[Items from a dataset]
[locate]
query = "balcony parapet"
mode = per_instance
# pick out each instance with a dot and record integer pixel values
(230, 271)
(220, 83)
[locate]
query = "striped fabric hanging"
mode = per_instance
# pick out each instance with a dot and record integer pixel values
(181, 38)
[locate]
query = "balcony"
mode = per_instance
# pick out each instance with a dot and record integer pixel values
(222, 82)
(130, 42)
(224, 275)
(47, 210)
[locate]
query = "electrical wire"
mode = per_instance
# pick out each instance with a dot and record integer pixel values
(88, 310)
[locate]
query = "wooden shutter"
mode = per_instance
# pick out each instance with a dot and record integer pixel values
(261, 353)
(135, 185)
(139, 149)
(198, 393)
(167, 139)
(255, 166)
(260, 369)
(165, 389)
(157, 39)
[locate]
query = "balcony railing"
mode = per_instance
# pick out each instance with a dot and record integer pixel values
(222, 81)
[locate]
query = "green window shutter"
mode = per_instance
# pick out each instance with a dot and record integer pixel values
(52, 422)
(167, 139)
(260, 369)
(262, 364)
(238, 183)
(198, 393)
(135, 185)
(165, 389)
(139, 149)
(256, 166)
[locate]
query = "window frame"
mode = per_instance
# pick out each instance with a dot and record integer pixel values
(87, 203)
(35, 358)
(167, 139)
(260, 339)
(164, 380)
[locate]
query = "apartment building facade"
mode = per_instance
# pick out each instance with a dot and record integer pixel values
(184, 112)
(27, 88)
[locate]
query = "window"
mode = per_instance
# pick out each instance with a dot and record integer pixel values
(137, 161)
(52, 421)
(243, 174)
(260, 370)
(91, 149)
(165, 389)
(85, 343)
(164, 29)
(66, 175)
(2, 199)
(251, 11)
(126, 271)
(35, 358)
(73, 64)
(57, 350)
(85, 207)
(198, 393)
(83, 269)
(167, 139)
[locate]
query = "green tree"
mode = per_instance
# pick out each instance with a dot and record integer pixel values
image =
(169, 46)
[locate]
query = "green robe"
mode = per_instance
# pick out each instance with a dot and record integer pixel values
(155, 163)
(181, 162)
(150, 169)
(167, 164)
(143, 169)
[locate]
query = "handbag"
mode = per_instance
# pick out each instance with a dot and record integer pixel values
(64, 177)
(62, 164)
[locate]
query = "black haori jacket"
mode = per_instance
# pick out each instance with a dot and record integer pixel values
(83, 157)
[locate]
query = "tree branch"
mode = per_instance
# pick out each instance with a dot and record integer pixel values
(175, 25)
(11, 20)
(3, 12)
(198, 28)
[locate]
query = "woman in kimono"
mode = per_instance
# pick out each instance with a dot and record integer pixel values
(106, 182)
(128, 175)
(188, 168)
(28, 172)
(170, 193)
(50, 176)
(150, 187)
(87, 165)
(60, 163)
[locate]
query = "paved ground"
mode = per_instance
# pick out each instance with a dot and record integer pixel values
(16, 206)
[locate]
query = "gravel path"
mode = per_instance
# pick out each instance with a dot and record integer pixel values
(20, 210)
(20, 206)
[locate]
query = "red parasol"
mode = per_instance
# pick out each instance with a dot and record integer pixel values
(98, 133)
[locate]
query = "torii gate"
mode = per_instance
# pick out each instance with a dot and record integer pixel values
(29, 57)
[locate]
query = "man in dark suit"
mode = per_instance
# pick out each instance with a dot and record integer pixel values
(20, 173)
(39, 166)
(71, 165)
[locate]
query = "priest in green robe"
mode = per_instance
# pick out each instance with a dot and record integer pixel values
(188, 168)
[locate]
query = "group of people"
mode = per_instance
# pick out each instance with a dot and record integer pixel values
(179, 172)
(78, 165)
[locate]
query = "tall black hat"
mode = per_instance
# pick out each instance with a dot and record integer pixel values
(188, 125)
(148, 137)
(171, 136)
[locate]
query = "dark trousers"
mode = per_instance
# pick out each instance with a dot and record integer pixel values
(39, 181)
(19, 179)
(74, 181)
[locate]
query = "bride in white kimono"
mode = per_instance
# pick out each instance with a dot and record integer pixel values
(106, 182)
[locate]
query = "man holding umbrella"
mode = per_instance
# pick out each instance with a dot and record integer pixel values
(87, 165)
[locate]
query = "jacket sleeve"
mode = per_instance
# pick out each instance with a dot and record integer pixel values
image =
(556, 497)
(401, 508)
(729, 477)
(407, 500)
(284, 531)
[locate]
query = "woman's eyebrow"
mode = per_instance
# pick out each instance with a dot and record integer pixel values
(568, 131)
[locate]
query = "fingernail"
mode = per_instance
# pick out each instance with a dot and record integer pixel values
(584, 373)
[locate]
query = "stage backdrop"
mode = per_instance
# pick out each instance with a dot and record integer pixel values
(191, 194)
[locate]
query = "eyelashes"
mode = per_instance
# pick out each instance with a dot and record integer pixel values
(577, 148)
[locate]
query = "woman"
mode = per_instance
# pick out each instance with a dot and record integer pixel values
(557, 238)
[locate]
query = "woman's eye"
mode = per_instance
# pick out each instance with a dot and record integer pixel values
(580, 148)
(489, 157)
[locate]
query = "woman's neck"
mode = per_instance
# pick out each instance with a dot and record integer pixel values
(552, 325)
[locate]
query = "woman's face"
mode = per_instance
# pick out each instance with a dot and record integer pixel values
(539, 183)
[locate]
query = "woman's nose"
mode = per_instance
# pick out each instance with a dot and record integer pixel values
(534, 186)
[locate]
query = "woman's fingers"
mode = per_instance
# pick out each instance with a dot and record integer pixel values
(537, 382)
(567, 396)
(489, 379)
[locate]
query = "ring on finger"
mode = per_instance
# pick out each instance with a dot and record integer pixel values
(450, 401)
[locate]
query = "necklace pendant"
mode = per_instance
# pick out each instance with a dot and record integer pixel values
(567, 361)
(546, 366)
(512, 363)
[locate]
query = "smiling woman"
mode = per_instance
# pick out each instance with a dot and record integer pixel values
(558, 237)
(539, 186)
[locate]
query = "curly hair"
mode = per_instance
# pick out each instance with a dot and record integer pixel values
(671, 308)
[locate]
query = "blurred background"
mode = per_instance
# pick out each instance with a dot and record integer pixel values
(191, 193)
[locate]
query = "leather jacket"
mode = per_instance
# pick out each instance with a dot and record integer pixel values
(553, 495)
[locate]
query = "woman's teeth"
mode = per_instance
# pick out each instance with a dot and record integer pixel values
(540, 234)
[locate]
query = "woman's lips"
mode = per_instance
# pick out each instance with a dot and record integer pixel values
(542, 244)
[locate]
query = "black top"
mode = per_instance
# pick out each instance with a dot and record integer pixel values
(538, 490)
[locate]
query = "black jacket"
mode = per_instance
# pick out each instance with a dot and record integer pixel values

#### [What the task requires]
Tally up the lines in the records containing the word "black", then give the count and nothing else.

#### [Task response]
4